Extract to read START

Personal information
- Born: 7 April 1880 Västerfärnebo, Sweden
- Died: 4 February 1950 (aged 69) Stockholm, Sweden

Sport
- Sport: Water polo

Medal record
Representing Sweden
Olympic Games
| Bronze medal – third place | 1908 London | Team competition |

= Erik Bergvall =

Swedish water polo player

Erik Gustaf Bergvall (7 April 1880 – 4 February 1950) was a Swedish water polo player, journalist and sports official. He also promoted the Bergvall system, a variation of the traditional knockout tournament system which was used at the 1912, 1920 and 1924 Summer Olympics.

==Water polo player==
As a water polo player, Bergvall represented Sweden at the 1908 Summer Olympics and helped the national water polo team win the bronze medal. At club level, Bergvall represented Stockholms KK.

==Sports official==
In 1904, Bergvall was among the founding members of the Swedish Swimming Federation and served as its secretary between 1904 and 1908 and as chairman between 1909 and 1932. He was also a member of the board of the Swedish Sports Confederation from its foundation in 1903 until 1945. He also served as assistant secretary of the Swedish Olympic Committee in 1906, and again between 1913 and 1924. In addition, he was among the founders of the Fédération Internationale de Natation in 1908, and was a member of its board until 1928. Between 1924 and 1928, he also served as FINA president. From 1916 to 1946, Bergvall also served as Director for the Stockholm Olympic Stadium.

==Journalist==
As a journalist Bergvall worked mainly at the sportspaper Nordiskt Idrottslif, published between 1900 and 1920. He had two spells working for this newspaper: 1900-1903 and 1905-1920. He was also the chief editor and compiler of the official report of the 1912 Summer Olympics and wrote and/or edited or was a main contributor to some 30 books, including reports on the Olympic Games between 1920 and 1948 for the Swedish Olympic Committee.

Extract to read END

Problem to solve: From the biography of Erik Bergvall, list every federation, confederation or committee in which he held an office or a board seat.

Records START

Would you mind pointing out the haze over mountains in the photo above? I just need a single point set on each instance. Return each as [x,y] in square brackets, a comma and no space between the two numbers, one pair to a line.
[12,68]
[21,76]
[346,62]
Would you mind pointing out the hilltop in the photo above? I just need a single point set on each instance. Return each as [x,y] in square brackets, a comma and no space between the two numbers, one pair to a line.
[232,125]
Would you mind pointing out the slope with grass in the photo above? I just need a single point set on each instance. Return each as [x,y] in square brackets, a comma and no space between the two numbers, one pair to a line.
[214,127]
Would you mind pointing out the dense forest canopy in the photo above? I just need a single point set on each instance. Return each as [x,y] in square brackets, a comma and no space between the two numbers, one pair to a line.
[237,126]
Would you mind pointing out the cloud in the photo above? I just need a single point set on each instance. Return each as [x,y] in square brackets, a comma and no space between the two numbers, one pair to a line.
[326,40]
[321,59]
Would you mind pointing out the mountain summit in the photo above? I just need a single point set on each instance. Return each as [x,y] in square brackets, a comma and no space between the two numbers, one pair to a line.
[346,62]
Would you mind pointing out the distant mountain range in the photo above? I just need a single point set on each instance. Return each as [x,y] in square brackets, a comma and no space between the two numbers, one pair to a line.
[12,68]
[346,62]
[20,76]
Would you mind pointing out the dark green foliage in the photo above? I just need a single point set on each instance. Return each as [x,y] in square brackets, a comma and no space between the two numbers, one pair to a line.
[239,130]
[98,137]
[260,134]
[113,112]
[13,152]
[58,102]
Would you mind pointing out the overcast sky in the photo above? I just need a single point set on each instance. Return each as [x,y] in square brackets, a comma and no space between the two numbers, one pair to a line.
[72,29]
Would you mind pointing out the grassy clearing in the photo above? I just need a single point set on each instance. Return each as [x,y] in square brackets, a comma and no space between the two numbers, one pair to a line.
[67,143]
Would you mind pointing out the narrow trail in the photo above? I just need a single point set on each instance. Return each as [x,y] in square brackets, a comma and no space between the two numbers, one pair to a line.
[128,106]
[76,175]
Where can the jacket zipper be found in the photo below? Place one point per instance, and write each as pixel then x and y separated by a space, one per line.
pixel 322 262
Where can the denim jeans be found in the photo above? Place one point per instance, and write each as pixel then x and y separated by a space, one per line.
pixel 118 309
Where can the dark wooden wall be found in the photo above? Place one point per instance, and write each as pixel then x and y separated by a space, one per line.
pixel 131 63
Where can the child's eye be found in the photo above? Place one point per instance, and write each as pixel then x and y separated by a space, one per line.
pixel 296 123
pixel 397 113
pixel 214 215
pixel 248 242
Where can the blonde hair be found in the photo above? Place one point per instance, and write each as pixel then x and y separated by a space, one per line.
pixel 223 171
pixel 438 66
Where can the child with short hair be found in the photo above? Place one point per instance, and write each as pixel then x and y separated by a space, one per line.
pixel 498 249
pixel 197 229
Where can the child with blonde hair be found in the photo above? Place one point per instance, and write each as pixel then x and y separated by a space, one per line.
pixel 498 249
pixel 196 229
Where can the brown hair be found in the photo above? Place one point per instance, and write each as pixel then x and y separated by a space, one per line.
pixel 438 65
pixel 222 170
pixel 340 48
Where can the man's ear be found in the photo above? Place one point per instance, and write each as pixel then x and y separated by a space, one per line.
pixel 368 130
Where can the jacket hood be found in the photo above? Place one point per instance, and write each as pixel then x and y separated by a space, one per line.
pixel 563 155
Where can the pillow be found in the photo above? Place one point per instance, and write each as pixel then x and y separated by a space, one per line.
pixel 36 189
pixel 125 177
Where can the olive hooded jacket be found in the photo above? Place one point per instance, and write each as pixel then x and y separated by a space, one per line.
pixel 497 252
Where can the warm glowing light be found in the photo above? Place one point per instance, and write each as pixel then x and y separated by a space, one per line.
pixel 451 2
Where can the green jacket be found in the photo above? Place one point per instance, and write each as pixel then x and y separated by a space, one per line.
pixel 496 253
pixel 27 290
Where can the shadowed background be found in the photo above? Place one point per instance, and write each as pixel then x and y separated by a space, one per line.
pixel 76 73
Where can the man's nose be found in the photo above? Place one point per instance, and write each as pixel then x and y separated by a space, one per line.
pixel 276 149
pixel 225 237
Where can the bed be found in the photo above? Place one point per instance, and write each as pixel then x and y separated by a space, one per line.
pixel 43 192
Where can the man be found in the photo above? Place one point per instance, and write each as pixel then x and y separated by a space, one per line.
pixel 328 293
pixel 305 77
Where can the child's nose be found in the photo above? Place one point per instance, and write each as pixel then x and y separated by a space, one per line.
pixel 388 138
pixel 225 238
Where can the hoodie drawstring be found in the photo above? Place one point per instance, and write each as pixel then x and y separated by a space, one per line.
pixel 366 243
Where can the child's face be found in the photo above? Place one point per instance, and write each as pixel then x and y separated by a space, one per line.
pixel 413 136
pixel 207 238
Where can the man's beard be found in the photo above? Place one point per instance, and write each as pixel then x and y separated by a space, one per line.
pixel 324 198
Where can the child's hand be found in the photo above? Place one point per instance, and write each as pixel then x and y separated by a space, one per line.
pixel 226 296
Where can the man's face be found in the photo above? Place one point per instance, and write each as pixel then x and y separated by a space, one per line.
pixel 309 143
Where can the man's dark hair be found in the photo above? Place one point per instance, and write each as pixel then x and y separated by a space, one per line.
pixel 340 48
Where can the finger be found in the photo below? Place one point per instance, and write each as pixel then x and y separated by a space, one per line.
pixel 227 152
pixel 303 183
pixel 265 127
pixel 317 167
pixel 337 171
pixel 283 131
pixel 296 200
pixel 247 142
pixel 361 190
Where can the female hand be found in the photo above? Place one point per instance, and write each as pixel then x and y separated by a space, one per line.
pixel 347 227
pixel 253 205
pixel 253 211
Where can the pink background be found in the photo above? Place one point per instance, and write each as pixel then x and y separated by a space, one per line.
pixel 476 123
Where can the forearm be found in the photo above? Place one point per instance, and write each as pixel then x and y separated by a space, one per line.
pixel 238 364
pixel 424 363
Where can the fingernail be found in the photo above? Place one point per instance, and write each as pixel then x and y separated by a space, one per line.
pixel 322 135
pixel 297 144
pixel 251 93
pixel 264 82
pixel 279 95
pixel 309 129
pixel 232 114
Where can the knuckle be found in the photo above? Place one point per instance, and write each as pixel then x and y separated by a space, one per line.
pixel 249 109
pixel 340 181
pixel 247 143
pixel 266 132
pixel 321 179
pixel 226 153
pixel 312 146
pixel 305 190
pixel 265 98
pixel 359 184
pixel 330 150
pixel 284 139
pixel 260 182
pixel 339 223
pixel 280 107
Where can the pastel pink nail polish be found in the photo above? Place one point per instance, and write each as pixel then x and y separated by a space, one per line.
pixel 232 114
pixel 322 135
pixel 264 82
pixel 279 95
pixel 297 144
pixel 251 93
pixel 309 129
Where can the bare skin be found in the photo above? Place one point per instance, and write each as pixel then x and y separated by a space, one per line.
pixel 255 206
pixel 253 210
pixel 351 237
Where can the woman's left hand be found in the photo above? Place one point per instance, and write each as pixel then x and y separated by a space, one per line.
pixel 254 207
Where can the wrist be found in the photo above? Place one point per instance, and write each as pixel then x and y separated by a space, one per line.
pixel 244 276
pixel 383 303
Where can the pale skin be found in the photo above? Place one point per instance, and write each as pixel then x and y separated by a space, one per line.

Records END

Problem solution:
- Swedish Swimming Federation
- Swedish Sports Confederation
- Swedish Olympic Committee
- Fédération Internationale de Natation (FINA)